Copy the records below word for word. Stop after the line that contains "column 10, row 83".

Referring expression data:
------------------------------------------------------------

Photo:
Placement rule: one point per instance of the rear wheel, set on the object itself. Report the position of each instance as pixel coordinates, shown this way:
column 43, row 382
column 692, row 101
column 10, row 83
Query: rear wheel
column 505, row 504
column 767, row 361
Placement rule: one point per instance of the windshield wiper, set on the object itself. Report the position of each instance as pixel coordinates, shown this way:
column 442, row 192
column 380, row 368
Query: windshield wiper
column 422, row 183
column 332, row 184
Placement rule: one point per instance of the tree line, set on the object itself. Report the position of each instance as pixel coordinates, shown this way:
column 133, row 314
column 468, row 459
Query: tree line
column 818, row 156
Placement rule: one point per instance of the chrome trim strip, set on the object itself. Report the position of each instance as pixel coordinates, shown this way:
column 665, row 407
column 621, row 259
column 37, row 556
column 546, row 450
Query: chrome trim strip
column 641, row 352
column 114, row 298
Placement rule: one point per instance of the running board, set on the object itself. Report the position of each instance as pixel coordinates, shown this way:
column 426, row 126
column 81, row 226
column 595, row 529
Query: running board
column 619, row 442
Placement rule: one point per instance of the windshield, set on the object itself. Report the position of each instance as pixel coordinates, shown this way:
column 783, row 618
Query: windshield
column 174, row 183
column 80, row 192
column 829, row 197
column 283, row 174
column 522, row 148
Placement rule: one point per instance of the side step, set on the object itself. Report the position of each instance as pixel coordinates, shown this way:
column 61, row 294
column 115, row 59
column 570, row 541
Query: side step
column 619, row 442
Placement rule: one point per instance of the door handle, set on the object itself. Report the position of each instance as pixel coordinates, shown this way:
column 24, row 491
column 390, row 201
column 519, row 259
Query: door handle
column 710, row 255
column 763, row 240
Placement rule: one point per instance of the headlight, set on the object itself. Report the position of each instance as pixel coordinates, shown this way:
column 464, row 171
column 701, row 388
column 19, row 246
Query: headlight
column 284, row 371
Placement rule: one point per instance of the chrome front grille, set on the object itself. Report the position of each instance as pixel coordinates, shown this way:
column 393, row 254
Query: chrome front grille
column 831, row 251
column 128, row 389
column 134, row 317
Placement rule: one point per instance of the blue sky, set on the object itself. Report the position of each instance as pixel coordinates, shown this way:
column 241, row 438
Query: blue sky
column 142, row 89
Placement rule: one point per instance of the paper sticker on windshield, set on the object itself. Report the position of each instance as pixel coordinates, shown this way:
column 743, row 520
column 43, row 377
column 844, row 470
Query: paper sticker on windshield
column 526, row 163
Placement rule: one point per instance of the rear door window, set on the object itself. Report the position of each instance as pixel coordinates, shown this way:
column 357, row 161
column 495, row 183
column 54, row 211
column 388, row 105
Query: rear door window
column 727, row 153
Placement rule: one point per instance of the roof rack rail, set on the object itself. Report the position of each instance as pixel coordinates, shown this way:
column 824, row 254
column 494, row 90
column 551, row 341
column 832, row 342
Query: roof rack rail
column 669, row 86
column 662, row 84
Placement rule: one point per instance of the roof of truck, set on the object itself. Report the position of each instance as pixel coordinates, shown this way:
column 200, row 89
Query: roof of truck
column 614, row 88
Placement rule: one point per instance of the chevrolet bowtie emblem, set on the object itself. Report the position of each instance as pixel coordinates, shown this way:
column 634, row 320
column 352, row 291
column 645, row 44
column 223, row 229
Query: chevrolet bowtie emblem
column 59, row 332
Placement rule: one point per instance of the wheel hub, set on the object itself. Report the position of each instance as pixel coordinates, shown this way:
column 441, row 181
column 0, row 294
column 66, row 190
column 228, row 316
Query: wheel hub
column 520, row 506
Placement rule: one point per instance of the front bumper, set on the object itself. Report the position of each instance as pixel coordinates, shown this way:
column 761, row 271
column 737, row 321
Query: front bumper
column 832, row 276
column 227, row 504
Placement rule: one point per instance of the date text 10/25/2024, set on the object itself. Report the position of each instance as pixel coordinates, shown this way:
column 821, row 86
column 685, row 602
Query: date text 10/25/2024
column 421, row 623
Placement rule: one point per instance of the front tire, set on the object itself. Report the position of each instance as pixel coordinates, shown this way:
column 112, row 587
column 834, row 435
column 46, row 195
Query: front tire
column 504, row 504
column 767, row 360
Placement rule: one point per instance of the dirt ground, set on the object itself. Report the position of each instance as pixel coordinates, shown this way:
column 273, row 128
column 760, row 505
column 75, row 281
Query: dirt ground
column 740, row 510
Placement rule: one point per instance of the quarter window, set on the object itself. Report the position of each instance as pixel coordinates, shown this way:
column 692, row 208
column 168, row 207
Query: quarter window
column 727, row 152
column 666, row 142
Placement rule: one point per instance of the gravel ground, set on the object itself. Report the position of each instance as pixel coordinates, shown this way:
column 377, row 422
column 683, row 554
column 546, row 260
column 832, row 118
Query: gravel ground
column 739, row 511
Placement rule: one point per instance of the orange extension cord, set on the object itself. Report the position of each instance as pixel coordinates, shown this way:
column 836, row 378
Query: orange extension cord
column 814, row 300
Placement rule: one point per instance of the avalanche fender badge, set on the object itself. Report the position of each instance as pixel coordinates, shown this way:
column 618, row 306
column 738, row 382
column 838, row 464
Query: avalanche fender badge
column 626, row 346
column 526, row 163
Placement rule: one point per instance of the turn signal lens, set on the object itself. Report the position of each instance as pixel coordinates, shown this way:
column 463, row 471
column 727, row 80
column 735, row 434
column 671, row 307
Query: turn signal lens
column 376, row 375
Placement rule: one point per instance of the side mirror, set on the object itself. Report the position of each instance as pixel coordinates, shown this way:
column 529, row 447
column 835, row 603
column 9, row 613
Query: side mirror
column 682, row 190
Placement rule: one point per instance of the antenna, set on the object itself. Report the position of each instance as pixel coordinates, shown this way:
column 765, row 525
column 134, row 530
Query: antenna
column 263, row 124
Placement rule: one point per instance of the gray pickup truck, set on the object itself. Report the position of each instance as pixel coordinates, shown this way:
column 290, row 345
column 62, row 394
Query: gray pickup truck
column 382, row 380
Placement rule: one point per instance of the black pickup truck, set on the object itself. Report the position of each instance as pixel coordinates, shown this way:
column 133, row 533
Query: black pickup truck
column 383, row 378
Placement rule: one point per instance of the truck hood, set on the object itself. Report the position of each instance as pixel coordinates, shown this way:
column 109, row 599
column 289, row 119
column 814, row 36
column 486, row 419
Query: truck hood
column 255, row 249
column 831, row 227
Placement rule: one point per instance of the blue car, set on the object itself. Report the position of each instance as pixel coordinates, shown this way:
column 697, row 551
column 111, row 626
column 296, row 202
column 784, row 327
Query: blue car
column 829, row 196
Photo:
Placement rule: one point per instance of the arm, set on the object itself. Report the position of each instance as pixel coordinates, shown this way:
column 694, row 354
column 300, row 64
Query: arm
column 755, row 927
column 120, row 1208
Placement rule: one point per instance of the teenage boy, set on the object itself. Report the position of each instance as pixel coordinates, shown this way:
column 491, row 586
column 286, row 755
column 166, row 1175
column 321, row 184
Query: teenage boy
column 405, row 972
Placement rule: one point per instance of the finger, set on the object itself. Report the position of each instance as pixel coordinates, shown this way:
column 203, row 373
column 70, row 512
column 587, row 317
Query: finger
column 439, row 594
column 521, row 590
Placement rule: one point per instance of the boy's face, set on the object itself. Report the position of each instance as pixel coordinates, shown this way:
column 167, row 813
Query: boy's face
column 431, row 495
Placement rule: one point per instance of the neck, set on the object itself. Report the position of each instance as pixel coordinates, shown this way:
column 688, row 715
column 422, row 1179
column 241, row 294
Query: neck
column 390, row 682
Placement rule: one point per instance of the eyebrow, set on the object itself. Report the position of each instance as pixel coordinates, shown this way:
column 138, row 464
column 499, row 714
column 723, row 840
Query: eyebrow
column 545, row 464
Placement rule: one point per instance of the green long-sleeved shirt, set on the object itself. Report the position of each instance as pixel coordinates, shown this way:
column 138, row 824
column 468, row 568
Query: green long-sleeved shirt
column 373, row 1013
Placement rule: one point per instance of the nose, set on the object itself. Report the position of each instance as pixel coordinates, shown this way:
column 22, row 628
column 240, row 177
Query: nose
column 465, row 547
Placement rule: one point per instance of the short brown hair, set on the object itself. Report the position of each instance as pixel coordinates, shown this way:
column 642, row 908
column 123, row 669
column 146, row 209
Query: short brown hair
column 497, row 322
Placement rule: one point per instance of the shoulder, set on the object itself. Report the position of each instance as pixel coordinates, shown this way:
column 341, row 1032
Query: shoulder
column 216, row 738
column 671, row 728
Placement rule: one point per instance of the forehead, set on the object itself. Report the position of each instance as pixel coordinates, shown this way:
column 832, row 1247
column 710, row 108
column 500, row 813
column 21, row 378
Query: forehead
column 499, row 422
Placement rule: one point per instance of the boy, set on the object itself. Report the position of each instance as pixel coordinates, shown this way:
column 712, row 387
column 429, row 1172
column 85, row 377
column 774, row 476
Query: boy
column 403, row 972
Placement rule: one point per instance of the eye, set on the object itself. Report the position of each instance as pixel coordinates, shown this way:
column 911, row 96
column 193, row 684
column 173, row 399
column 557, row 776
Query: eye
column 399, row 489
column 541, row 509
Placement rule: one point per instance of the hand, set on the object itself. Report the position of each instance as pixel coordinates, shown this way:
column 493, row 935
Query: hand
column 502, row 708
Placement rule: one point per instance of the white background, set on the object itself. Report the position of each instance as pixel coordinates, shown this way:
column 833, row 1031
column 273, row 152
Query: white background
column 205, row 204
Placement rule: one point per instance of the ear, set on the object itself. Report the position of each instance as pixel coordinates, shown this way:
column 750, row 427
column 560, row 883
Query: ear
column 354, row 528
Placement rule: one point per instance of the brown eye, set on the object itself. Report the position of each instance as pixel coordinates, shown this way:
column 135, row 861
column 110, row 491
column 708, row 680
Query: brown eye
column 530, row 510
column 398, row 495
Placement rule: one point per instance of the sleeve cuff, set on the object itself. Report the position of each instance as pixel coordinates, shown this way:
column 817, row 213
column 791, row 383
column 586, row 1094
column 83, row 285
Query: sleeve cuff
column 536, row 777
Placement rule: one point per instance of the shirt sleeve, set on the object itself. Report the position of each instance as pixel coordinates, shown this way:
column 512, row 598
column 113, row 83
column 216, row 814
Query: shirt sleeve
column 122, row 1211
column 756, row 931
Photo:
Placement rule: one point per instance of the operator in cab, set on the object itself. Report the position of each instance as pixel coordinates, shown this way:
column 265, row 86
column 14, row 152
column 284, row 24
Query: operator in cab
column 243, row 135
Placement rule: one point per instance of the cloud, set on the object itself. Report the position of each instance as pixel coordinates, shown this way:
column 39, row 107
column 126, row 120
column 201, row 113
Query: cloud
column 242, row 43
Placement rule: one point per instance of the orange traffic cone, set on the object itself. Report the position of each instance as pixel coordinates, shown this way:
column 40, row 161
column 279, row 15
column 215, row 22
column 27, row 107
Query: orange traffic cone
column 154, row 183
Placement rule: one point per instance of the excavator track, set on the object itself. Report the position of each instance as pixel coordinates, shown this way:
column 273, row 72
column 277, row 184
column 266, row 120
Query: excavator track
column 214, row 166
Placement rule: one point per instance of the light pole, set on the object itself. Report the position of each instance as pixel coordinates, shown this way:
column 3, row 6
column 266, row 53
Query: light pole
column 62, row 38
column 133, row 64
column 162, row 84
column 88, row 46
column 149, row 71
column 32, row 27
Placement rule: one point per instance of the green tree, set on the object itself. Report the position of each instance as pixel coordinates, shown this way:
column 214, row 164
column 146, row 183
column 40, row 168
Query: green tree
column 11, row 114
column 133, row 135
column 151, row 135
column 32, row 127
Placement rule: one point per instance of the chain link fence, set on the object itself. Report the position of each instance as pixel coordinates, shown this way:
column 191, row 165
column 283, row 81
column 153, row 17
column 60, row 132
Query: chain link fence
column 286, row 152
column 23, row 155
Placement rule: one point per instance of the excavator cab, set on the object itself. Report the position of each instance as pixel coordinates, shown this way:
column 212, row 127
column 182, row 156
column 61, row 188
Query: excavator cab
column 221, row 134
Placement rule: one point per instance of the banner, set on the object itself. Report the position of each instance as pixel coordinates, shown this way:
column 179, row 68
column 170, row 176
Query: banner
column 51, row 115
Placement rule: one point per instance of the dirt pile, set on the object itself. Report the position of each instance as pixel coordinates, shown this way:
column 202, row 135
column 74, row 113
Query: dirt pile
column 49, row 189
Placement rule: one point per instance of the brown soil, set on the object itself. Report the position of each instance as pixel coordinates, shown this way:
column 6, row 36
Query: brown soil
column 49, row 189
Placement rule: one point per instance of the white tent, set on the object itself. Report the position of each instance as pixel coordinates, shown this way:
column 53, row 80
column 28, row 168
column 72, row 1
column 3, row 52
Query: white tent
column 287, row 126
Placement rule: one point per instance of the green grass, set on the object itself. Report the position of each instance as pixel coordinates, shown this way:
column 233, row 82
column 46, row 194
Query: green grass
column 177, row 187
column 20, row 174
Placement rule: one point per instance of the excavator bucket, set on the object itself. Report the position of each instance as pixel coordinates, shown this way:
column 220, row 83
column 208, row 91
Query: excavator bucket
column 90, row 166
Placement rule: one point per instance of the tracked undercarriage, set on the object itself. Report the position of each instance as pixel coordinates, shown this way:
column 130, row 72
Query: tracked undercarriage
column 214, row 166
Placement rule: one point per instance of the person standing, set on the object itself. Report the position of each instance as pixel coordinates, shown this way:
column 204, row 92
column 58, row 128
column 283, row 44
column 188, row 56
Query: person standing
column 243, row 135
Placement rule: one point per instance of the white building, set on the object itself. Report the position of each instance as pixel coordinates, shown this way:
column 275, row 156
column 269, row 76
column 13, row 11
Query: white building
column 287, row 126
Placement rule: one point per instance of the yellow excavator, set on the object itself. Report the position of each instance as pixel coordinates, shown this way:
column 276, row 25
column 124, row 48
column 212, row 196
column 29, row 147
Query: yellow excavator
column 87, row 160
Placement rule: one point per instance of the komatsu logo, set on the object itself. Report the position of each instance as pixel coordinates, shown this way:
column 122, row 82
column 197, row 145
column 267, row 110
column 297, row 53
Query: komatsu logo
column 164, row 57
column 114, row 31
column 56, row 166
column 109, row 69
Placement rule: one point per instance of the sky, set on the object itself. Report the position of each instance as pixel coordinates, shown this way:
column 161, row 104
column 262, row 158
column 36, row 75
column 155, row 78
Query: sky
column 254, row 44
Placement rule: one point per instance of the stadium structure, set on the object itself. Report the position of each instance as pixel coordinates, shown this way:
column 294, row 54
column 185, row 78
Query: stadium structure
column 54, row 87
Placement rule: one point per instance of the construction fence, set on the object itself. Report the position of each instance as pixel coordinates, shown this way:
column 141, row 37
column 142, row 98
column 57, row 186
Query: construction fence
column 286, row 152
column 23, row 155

------------------------------------------------------------

Exercise result
Photo:
Placement rule: one point per instance of the rear wheel, set on the object itself. Report the position of each instance as pixel coordinates, shown this way:
column 43, row 382
column 692, row 101
column 10, row 83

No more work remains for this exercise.